**DOCUMENT EXTRACT:**

Specifically, the sukuk proceeds were used to fund the development of several projects including Jebel Ali Village, Jumeirah Islands, Dubai Promenade, the Lost City, Jumeirah Park, Jumeirah Village, Dubai Waterfront, and International City.  The developer wanted to build a city twice the size of Hong Kong Island, with skyscrapers for 1.5 million residents ringed by a 75 Km canal at Dubai Waterfront. (Salah: 2010). The return on the certificates were calculated on the basis of a fixed return of 6.345% per annum (the QPO yield).  On the 14th June and 14th December in each year (Each periodic distribution date) commencing on 14th June 2007, the issuer will pay periodic distribution amounts to each certificate holder calculated as the product of 50% of the QPO yield and the principal amount of the certificate on a 30/360 basis. In addition, on the redemption date the issuer will pay to each certificate holder (i) the final distribution amount calculated as the product of 50% of the QPO Yield and the principal amount of the certificates on a 30/360 basis.  (Islamic finance News Deals of the Year: 2006)


The originator was Nakheel Holdings – 1 LLC.  Nakheel Holdings 1, 2, and 3 were subsidiaries of Nakheel World LLC, which held 100% of the shares in all three Nakheel Holdings.  All three Nakheel Holdings had a subsidiary, Nakheel PJSC, which was operating in the real estate sector in Dubai.  The parent company and 100% shareholder of Nakheel World was Dubai World, a 100% state-owned company.


The Nakheel Sukuk was structured as a 3 year Pre-QPO Equity Linked Ijarah Sukuk wherein funds were raised at the Nakheel Holdings 1 (obligor) level.  Under a purchase agreement, certain pre-identified assets were sold to Nakheel Development Limited, an offshore special purpose vehicle (Issuer SPV) that was formulated as a free zone company in the Jebel Ali Free Zone. (Islamic finance News Deals of the Year: 2006)  The SPV issued trust certificates (sukuk) for US$3.52 billion in order to purchase assets from Nakheel Holdings 1 for 50 years including land, building, and property at the Dubai Waterfront valued at AED 15.5 billion dated October 31, 2006 by Jone Lang Lasalle. (Zaheer: 2013 )  The purchased assets were subsequently leased by the SPV, as trustee to the sukuk holders, to Nakheel Holdings 2 for a period of 3 years. Half of the lease amount was paid to sukuk holders via the SPV and the other half is deferred until the maturity of the sukuk.  (Zaheer: 2013)


The lease comprised six consecutive periods of six months each. (Salah: 2010) The rental payments of the lease periods matched the periodic distribution payments on the sukuk so Nakheel SPV would pay the lease payments to the sukuk holders.  At the redemption date of the sukuk, the lessee had to purchase the sukuk assets from the lessor in accordance with a purchase undertaking at a certain exercise price.  This exercise price was equal to the redemption amount of the sukuk and would be used to pay back the principal amount to the sukuk holders.  In this way, the sukuk were redeemed (Salah: 2010).


A co-obligor guarantee was executed by Nakheel Holdings 1, Nakheel Holdings 2, and Nakheel Holdings 3 (together the co-obligors) in favor of the issuer SPV under which the co-obligors jointly and severally, irrevocably, and unconditionally guarantee the payment, delivery, and other obligations of each other under the transaction documents.  (Islamic finance News Deals of the Year: 2006)

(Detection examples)
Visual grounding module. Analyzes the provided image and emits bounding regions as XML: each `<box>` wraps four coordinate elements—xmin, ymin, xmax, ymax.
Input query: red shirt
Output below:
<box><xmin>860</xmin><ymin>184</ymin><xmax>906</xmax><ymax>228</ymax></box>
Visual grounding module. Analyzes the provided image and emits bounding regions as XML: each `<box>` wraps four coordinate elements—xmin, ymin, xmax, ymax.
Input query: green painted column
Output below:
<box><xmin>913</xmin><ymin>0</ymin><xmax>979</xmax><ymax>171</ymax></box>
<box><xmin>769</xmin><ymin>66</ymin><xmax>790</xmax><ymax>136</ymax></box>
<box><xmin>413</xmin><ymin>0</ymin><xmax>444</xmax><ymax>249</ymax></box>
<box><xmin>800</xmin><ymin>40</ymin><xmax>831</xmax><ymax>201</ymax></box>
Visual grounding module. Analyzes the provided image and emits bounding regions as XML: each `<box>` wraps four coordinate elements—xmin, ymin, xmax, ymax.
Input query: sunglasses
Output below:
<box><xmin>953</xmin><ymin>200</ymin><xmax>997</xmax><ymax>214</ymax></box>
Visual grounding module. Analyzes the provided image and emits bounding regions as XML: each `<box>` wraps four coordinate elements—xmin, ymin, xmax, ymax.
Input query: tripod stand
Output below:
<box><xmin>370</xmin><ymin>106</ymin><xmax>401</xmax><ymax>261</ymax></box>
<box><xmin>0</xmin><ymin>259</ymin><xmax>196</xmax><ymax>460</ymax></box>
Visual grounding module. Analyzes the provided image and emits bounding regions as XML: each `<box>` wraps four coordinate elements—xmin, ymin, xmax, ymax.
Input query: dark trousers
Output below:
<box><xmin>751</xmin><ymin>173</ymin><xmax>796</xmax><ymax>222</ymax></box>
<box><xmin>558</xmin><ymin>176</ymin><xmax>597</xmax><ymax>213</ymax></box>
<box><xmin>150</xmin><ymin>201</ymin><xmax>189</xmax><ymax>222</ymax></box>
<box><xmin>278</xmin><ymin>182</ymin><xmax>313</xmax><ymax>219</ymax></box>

**WHAT YOU ARE ASKED TO DO:** Duplicate everything in the Nakheel sukuk passage from "A co-obligor guarantee" down to "documents.  (Islamic finance News Deals of the Year: 2006)". The listing was taken from a different source than the passage on the Nakheel sukuk.

**SOLUTION FOR THIS PROBLEM:**
A co-obligor guarantee was executed by Nakheel Holdings 1, Nakheel Holdings 2, and Nakheel Holdings 3 (together the co-obligors) in favor of the issuer SPV under which the co-obligors jointly and severally, irrevocably, and unconditionally guarantee the payment, delivery, and other obligations of each other under the transaction documents.  (Islamic finance News Deals of the Year: 2006)